* Records excerpted from a collection
━━━━━━━━

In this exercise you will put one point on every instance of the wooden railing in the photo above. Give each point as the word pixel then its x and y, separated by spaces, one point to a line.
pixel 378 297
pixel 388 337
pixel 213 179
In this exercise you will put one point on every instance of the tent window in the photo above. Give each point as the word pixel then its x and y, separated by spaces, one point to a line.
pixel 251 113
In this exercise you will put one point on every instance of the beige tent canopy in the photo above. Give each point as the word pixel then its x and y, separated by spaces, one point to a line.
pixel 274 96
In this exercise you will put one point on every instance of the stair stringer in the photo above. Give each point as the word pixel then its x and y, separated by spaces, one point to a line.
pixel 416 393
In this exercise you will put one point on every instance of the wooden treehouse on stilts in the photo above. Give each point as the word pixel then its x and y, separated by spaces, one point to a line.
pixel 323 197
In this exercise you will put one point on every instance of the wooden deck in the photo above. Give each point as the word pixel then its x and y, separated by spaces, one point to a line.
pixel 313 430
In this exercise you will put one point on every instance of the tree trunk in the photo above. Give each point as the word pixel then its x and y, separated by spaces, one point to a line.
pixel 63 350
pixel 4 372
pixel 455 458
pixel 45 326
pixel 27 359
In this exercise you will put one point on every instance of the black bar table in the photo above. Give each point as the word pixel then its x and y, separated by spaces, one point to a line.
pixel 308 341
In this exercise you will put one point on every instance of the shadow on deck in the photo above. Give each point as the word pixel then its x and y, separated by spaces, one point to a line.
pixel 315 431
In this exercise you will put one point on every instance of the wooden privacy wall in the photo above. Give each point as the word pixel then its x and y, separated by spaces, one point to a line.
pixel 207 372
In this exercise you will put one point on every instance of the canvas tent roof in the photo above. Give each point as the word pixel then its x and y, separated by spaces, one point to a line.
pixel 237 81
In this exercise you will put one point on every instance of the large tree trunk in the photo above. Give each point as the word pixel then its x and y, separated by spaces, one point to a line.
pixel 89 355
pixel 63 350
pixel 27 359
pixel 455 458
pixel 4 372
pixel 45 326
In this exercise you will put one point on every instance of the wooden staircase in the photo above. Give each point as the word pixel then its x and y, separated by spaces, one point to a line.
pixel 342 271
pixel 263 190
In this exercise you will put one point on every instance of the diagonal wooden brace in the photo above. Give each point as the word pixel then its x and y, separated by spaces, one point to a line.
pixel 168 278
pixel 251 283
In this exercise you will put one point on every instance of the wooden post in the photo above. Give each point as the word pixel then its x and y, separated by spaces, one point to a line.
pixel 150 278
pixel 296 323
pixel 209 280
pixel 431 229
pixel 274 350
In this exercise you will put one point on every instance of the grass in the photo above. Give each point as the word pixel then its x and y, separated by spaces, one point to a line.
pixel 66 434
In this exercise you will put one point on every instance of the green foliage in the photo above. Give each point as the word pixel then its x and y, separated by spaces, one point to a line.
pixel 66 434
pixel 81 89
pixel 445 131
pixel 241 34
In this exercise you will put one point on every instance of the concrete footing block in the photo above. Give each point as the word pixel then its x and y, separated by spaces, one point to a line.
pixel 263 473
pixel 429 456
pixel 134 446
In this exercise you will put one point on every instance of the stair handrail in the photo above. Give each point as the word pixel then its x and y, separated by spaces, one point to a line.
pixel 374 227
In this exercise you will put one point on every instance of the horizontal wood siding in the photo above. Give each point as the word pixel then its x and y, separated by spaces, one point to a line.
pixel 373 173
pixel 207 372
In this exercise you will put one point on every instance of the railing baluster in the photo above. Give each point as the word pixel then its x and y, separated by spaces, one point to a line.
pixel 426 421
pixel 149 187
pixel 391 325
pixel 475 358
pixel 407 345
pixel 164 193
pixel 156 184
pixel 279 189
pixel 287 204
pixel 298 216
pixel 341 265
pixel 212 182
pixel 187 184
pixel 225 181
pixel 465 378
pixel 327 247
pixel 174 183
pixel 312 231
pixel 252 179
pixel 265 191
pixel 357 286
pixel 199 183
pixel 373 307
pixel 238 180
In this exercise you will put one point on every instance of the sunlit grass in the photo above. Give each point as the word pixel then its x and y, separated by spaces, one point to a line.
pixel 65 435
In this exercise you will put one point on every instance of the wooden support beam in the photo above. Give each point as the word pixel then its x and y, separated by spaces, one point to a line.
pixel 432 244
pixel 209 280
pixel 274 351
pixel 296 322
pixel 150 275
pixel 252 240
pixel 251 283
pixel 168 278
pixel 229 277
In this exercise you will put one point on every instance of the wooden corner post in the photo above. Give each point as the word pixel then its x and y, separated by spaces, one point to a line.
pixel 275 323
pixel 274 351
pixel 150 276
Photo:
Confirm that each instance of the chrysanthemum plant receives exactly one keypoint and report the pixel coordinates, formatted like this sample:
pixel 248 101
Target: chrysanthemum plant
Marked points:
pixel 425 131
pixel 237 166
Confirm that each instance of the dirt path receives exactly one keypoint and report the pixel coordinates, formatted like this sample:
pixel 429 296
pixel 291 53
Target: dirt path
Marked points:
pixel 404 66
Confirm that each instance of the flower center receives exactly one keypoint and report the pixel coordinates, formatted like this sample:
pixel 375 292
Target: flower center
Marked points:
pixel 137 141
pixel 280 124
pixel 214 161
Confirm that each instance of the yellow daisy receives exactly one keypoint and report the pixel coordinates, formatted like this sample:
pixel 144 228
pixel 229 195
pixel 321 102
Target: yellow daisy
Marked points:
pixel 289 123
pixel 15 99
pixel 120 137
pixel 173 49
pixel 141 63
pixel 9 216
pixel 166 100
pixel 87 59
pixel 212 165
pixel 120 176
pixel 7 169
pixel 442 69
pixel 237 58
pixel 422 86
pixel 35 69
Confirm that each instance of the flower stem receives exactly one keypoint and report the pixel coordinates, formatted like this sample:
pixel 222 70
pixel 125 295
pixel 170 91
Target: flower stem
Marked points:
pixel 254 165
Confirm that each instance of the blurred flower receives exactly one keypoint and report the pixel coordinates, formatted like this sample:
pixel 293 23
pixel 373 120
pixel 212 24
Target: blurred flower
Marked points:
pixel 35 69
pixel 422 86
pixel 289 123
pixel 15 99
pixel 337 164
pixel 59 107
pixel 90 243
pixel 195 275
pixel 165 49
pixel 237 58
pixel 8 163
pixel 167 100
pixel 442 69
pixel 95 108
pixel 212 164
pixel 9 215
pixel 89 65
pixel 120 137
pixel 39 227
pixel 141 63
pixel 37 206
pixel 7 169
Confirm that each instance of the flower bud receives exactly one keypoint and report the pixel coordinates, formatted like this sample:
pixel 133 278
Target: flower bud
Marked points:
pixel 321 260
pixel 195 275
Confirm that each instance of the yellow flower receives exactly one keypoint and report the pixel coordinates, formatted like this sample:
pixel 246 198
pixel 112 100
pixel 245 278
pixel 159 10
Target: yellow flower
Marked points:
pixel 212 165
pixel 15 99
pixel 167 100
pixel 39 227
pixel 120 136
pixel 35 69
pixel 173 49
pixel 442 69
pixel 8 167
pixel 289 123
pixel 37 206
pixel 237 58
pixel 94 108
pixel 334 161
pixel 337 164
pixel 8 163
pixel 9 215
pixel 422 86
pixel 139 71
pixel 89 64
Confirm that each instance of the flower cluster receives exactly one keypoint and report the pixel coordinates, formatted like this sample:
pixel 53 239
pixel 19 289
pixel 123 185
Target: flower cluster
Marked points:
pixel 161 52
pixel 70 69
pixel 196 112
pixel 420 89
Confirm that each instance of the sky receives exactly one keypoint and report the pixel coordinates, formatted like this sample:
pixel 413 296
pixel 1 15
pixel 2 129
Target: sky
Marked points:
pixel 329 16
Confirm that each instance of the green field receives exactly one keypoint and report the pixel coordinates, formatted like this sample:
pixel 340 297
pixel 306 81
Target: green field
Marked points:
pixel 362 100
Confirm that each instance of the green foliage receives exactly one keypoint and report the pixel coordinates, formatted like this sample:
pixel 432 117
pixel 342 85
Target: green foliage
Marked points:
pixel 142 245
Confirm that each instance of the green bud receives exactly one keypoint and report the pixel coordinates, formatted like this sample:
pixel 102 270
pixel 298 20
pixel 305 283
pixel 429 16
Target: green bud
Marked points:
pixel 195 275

━━━━━━━━

* EXERCISE PROMPT
For each line above that contains "path", make a copy.

* PROBLEM SOLUTION
Confirm that each instance of the dirt path receives exactly one keypoint and report the pixel coordinates, formatted like this sample:
Target: dirt path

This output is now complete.